» **Required action**:
Look through the listing and report every line that has "instance" in it.

» **Records for this task**:

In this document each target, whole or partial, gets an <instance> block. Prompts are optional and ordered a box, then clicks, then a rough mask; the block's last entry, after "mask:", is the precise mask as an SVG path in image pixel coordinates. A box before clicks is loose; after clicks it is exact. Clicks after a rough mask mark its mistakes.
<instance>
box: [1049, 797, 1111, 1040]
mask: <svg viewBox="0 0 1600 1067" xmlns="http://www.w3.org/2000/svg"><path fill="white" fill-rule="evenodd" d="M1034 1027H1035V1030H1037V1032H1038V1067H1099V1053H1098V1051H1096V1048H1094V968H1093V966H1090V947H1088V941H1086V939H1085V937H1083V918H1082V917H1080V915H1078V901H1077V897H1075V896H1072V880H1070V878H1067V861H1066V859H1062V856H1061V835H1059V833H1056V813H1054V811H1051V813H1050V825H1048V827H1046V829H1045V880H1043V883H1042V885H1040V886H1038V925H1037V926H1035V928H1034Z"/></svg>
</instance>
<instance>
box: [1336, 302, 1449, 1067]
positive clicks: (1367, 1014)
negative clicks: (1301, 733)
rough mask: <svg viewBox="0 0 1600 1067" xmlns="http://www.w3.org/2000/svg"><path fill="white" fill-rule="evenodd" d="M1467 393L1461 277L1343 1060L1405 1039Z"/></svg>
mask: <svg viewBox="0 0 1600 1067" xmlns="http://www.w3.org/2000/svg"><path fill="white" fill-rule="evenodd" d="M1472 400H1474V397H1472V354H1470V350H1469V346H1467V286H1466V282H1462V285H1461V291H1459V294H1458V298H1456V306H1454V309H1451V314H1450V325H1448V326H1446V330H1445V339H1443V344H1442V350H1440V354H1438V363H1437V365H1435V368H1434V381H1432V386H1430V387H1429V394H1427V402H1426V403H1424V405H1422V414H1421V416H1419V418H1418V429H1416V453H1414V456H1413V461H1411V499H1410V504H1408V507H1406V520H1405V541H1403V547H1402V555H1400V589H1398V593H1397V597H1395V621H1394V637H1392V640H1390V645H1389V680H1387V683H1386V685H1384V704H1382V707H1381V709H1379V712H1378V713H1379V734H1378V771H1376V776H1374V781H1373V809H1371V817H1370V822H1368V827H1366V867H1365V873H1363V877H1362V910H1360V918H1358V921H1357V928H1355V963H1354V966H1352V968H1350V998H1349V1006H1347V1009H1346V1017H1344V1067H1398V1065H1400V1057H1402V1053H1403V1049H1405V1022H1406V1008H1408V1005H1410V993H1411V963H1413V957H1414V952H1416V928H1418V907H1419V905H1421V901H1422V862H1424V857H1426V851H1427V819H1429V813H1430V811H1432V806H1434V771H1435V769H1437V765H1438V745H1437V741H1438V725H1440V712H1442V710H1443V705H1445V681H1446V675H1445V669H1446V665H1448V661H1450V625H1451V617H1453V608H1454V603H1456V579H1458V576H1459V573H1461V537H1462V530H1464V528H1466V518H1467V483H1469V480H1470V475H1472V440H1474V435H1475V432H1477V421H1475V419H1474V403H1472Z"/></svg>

» **Answer**:
In this document each target, whole or partial, gets an <instance> block. Prompts are optional and ordered a box, then clicks, then a rough mask; the block's last entry, after "mask:", is the precise mask as an SVG path in image pixel coordinates. A box before clicks is loose; after clicks it is exact. Clicks after a rough mask mark its mistakes.
<instance>
</instance>
<instance>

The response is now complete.